◆ **Aim of the task**:
Write out the lines starting at the one containing "where the textured" and ending at the one containing "(707, 287), (717, 302)", replacing "screenshot" with "image" and leaving everything else the same. Leave out the pictures.

--

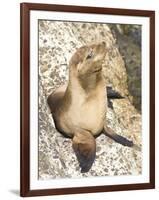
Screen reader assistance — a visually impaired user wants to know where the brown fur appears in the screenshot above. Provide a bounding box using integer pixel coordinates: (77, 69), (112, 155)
(48, 43), (133, 172)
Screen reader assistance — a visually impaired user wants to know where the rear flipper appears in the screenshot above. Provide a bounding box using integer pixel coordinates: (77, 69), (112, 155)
(73, 130), (96, 173)
(104, 126), (141, 151)
(106, 86), (124, 99)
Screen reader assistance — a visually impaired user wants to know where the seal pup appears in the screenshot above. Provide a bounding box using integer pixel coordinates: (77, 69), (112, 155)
(48, 42), (134, 172)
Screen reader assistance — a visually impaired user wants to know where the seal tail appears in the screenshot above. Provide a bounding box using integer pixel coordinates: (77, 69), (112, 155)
(104, 126), (141, 151)
(73, 130), (96, 173)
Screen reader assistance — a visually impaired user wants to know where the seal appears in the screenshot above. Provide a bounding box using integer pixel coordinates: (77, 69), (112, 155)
(48, 42), (134, 172)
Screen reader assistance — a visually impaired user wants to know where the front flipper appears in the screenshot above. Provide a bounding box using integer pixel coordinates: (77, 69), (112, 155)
(73, 130), (96, 173)
(104, 126), (141, 151)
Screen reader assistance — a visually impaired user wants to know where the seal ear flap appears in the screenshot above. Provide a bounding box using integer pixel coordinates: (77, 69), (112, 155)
(73, 131), (96, 173)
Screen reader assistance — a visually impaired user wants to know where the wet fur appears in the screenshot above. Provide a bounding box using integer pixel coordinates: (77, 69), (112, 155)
(48, 43), (133, 172)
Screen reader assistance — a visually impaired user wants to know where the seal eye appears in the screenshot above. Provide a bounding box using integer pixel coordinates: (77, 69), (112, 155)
(86, 51), (93, 60)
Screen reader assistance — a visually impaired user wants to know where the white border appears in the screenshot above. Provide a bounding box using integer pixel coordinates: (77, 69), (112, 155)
(30, 11), (150, 190)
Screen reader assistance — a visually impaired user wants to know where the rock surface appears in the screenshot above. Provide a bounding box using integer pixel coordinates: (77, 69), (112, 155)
(39, 20), (142, 180)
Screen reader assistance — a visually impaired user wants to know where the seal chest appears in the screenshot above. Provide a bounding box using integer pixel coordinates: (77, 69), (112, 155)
(48, 43), (133, 172)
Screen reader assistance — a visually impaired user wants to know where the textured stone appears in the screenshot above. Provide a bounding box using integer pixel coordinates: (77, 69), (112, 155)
(39, 20), (142, 180)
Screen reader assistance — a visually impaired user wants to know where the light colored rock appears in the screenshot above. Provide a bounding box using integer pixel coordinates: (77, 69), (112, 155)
(39, 20), (142, 179)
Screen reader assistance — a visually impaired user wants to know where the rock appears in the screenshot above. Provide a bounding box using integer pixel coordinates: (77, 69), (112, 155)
(39, 20), (142, 180)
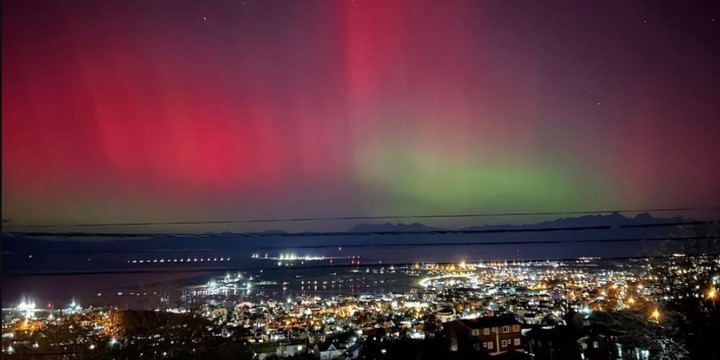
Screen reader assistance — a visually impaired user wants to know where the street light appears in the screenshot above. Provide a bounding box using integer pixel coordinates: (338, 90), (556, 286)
(650, 308), (660, 322)
(707, 287), (717, 302)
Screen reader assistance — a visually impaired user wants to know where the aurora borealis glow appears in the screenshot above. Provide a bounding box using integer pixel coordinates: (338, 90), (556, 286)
(2, 0), (720, 231)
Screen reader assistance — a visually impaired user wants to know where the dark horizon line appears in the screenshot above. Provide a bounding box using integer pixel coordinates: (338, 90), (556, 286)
(3, 206), (720, 228)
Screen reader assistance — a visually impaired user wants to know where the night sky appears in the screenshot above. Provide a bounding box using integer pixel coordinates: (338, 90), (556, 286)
(2, 0), (720, 229)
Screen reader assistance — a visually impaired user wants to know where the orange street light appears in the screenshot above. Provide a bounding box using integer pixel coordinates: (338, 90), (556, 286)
(650, 308), (660, 322)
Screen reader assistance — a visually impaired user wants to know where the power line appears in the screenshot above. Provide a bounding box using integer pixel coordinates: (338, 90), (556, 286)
(6, 220), (720, 238)
(3, 206), (720, 228)
(3, 253), (720, 277)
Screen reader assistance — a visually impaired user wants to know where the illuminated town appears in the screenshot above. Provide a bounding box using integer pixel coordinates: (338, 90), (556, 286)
(2, 254), (720, 360)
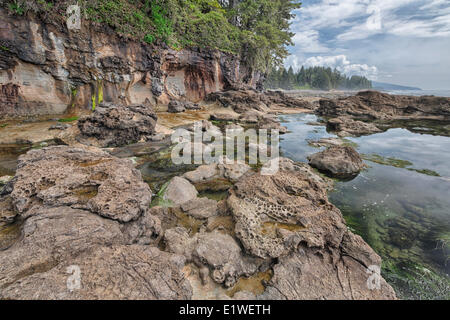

--

◆ **Result below**:
Screen reader assistance — a visually impaired user wants to know where the textured stone appears in the image above. Provide a bounding box using integer pixel coordinates: (77, 69), (112, 155)
(39, 20), (142, 180)
Screen reader assistance — a visually impaired user wants to know where the light colored rock appears in the image above. Provide a bounding box using integer pixel coordinates: (77, 69), (112, 155)
(39, 20), (142, 179)
Screen reader assistance — a visually impaired user wants to know where the rock appears in the image above. Provide a bounding box using integer pixel coordinates: (77, 69), (112, 155)
(39, 20), (142, 180)
Screen reader assistance — a visually impaired user wants to know where the street light appears in the image above. Provide a bounding box using integer pixel coordinates: (338, 90), (556, 286)
(650, 308), (660, 322)
(707, 287), (717, 302)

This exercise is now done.